Dataset entries:

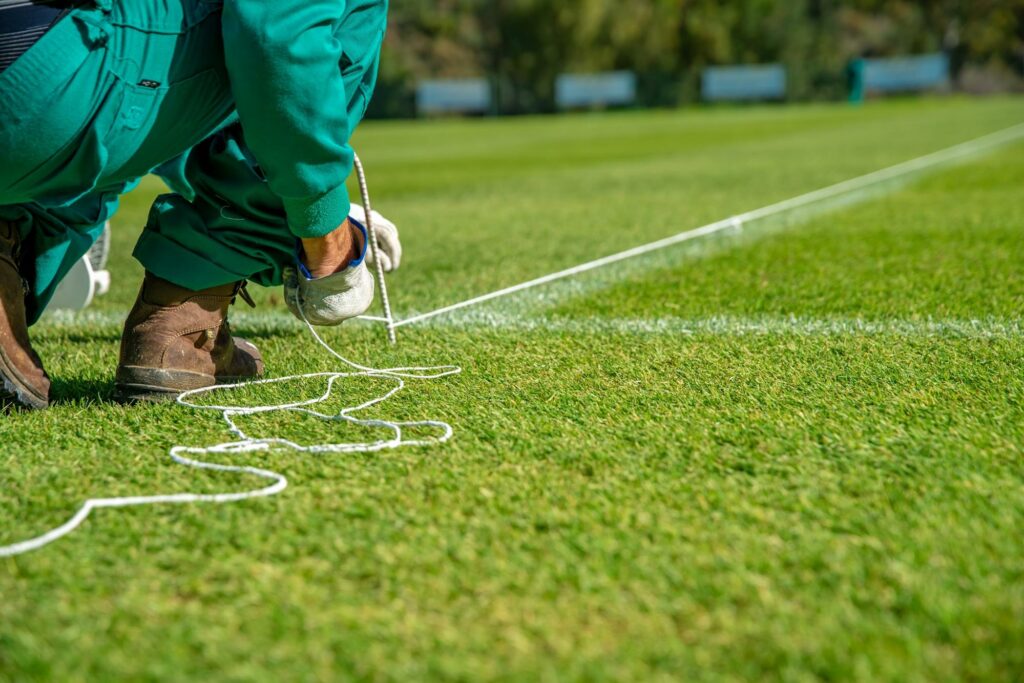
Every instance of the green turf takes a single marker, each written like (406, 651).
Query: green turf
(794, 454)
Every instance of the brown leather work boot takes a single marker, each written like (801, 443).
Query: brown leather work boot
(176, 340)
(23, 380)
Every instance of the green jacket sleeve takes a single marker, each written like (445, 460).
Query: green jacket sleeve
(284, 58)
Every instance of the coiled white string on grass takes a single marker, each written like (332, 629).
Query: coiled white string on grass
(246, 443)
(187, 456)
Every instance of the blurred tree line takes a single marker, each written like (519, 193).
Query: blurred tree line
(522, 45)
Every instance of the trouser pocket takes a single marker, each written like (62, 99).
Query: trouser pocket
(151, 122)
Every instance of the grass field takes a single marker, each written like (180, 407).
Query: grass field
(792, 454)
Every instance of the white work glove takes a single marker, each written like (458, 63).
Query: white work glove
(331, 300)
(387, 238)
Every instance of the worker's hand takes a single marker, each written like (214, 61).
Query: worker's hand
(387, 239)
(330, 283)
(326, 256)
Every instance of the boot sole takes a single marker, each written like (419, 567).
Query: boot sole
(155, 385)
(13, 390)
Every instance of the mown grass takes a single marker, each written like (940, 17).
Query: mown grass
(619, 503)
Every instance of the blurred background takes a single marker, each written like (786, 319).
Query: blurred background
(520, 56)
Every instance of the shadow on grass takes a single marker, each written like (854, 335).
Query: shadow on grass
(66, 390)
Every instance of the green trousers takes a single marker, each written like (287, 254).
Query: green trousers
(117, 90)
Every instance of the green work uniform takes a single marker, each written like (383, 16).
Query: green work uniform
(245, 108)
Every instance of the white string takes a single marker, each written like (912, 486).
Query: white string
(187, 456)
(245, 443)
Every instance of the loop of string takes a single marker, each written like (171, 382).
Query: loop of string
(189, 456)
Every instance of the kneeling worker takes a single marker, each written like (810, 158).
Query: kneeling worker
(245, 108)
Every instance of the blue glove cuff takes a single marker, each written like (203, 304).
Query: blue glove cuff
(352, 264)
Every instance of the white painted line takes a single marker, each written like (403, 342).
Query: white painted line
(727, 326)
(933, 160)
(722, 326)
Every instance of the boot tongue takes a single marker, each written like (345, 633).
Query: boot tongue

==

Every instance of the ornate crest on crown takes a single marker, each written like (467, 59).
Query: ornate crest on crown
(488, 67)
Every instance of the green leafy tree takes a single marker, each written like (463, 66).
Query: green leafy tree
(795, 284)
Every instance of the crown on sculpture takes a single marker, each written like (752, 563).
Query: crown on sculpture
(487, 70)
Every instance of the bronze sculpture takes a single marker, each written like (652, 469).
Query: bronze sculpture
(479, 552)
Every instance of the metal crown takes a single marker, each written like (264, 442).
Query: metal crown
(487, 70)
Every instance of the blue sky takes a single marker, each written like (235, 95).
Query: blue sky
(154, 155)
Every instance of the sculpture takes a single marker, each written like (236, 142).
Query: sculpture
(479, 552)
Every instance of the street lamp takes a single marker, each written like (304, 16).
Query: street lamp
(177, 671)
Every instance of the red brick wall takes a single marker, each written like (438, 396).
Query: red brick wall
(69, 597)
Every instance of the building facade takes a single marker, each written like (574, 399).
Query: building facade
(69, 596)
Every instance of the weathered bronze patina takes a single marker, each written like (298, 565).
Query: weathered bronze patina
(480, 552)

==

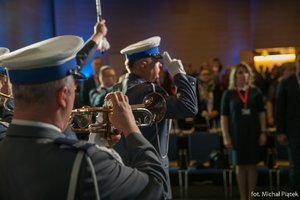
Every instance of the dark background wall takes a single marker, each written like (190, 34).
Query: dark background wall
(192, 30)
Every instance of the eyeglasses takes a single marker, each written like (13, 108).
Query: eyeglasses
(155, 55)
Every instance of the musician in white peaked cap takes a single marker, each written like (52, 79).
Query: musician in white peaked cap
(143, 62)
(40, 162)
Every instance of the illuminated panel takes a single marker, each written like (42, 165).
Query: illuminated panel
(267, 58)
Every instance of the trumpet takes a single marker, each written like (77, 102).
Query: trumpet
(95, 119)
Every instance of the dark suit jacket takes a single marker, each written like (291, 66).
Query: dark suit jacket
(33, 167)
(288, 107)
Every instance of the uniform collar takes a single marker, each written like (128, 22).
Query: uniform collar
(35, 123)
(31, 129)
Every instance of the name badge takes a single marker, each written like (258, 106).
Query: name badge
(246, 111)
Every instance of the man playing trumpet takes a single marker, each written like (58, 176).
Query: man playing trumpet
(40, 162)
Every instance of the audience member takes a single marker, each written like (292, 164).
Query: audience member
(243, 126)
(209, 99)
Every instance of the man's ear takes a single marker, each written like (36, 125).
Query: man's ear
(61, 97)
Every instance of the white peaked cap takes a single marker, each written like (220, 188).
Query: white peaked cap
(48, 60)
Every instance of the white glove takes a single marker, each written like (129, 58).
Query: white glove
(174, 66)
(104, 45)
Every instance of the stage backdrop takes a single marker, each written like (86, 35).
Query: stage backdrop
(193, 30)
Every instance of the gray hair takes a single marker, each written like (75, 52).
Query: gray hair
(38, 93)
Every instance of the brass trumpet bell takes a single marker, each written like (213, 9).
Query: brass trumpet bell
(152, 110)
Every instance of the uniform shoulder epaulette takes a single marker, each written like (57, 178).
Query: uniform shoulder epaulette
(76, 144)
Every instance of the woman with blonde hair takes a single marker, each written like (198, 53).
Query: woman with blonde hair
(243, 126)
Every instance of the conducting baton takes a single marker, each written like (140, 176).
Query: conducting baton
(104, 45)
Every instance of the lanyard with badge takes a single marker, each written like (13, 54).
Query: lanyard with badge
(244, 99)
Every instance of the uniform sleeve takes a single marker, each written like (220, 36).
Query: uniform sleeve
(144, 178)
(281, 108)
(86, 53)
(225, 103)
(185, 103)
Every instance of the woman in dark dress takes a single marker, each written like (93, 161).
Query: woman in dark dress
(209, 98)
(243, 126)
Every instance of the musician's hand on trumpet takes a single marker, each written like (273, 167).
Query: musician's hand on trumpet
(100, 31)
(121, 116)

TASK DETAILS: Please identify every line of the entries that contains the word "pocket" and copy each of those lines. Case counts when matching.

WRITTEN REPLY:
Every instance of the trouser pocket takes a single marker, each written like (62, 99).
Query: trouser pocket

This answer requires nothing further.